--- What you have to do ---
Word-for-word transcription is needed for all of the entries.

Referring expression data:

BEGIN

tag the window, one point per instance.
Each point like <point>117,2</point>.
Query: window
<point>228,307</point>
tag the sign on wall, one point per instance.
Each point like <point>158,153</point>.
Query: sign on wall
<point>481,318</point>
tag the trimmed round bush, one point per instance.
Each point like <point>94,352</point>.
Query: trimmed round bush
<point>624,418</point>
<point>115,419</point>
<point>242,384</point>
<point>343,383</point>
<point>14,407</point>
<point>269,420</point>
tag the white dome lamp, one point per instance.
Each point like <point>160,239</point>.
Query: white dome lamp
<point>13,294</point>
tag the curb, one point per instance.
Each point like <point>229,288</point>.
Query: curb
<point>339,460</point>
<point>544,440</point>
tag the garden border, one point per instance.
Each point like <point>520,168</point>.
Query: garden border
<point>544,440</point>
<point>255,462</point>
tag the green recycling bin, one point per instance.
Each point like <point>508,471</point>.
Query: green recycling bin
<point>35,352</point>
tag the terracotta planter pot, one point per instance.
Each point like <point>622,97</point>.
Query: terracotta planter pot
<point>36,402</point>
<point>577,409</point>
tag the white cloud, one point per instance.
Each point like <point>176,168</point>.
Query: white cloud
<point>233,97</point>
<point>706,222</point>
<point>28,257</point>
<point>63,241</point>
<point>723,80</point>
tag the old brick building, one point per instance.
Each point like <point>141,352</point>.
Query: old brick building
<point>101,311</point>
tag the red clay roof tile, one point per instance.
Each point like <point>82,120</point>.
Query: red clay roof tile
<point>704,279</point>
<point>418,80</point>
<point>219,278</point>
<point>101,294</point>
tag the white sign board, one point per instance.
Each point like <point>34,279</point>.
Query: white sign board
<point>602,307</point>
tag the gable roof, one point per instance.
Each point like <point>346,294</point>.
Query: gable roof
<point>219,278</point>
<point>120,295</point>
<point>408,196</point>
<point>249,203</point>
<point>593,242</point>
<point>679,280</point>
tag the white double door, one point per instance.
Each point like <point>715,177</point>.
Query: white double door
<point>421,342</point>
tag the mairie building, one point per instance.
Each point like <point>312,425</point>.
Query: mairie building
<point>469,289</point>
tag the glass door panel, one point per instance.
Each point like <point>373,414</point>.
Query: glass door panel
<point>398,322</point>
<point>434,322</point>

END

--- Answer to the problem ---
tag the window, one point per instance.
Each point like <point>117,2</point>.
Query: window
<point>228,307</point>
tag the sign on wall, one point per instance.
Each point like <point>158,153</point>.
Query: sign on wall
<point>481,318</point>
tag the trimmed round bush, one point per instance.
Each point like <point>94,352</point>.
Query: trimmed round bush
<point>624,418</point>
<point>115,419</point>
<point>242,384</point>
<point>343,383</point>
<point>14,407</point>
<point>269,420</point>
tag the white dome lamp, one point per instance.
Each point like <point>160,239</point>.
Query: white dome lamp
<point>13,294</point>
tag the curb, one point per instance.
Each point like <point>229,288</point>.
Query: curb
<point>339,460</point>
<point>544,440</point>
tag the garden border, one point per instance.
Each point like <point>520,168</point>.
Query: garden border
<point>544,440</point>
<point>255,462</point>
tag the green recycling bin, one point per instance.
Each point like <point>508,471</point>.
Query: green recycling bin
<point>35,352</point>
tag the terracotta planter pot, one point per instance.
Each point like <point>622,97</point>.
Query: terracotta planter pot
<point>36,402</point>
<point>577,409</point>
tag the white cloud, one point per instance.
Each point like <point>176,168</point>.
Query: white cloud
<point>233,97</point>
<point>706,222</point>
<point>28,257</point>
<point>63,241</point>
<point>723,80</point>
tag the old brick building, one point per instance.
Each point like <point>141,352</point>.
Query: old brick building
<point>101,311</point>
tag the red clay roof tile, one point per instance.
Each point like <point>82,120</point>.
Query: red clay roof tile
<point>704,279</point>
<point>418,80</point>
<point>219,278</point>
<point>101,294</point>
tag the white sign board, one point per instance.
Each point like <point>34,279</point>.
Query: white sign board
<point>602,307</point>
tag the gable roof, one point per instance.
Each point like <point>346,294</point>.
Query: gable roof
<point>219,278</point>
<point>120,295</point>
<point>408,196</point>
<point>249,203</point>
<point>593,242</point>
<point>679,280</point>
tag the white double door, one point per instance.
Each point like <point>715,177</point>.
Query: white double door
<point>421,342</point>
tag the mairie building, one point per instance.
Each point like <point>312,425</point>.
Query: mairie building
<point>469,289</point>
tag the glass door panel, one point per instance.
Each point like <point>373,414</point>.
Query: glass door panel
<point>398,322</point>
<point>434,322</point>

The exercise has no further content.